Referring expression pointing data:
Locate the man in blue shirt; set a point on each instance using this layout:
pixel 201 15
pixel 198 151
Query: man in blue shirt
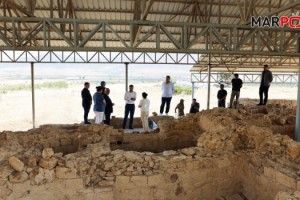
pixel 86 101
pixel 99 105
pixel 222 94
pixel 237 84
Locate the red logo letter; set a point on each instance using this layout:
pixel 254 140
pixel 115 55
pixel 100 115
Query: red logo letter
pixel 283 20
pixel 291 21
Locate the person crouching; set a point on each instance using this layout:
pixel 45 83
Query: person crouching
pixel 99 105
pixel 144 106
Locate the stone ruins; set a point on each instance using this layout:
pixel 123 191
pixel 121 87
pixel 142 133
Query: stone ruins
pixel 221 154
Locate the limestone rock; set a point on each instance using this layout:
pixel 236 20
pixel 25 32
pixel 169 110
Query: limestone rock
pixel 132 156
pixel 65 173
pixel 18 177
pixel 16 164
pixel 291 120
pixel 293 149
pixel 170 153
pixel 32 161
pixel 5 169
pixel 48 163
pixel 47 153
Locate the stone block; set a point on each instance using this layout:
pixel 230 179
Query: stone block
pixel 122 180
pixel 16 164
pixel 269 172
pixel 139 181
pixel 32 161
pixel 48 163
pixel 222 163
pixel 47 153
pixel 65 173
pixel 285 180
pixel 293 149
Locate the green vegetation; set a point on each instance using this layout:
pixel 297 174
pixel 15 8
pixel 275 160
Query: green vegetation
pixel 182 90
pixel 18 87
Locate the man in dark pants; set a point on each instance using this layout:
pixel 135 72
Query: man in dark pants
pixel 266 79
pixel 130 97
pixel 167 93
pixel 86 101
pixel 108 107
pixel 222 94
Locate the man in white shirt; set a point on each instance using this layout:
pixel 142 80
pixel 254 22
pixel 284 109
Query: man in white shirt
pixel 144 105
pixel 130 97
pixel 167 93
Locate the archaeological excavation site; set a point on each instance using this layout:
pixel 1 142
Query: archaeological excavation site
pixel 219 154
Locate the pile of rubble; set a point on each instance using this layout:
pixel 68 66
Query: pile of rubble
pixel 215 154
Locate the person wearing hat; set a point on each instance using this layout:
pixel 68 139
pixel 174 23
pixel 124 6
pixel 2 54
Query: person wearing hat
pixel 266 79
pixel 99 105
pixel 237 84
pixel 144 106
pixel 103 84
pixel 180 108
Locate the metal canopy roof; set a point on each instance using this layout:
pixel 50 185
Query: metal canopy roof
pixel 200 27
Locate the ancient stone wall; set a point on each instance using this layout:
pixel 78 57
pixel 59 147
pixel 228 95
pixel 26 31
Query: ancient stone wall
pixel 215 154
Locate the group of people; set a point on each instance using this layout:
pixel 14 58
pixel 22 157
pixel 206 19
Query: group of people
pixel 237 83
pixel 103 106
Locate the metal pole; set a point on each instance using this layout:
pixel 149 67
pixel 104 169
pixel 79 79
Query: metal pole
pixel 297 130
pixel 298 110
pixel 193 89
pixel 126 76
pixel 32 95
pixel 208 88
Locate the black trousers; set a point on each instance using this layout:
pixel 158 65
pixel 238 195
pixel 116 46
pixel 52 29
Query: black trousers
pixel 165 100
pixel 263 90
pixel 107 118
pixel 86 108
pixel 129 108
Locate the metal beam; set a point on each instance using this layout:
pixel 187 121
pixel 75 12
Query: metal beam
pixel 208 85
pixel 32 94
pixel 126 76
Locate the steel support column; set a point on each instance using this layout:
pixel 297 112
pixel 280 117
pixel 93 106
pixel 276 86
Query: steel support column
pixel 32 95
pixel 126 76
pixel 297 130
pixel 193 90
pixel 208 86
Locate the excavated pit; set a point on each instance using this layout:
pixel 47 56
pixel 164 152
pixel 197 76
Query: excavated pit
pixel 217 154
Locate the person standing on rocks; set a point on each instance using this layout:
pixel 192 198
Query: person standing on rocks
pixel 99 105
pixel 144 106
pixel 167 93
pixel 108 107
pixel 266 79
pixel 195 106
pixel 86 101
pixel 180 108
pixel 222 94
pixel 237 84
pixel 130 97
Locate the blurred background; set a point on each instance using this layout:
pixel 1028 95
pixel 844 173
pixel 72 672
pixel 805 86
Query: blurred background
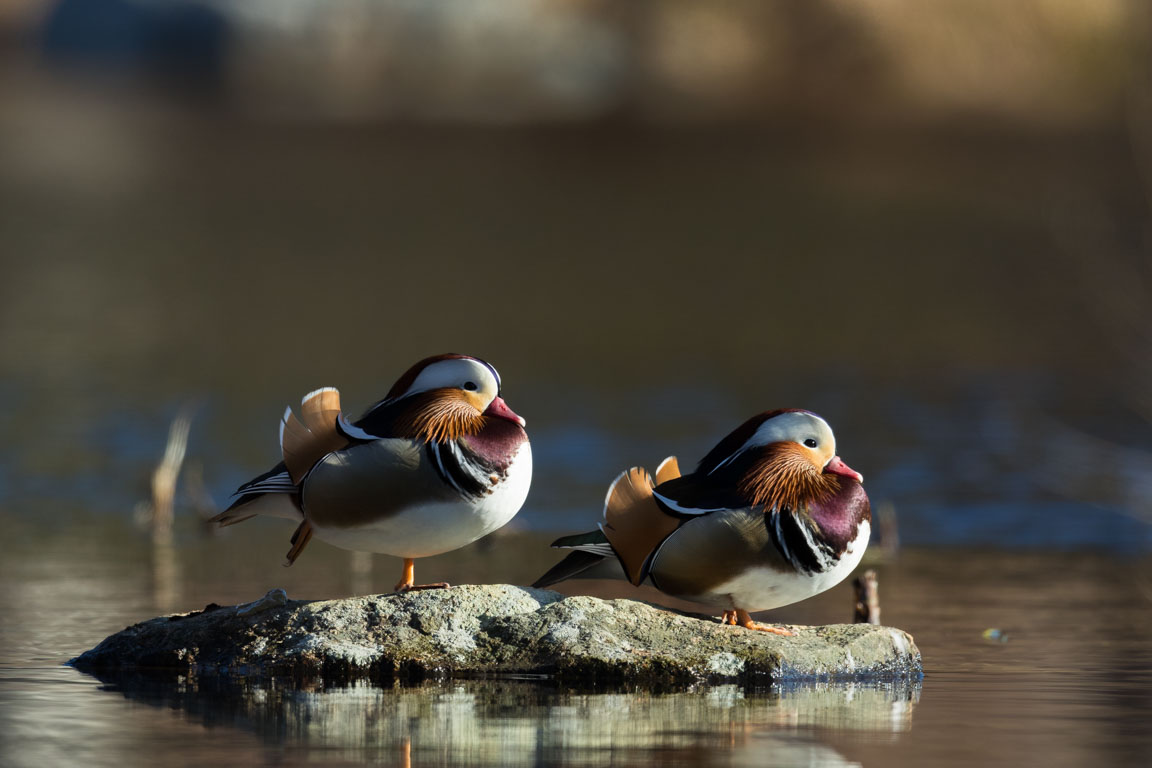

EXERCISE: What is the number of lines above that contain the string "background"? Answer with that number only.

EXERCISE RESULT: 2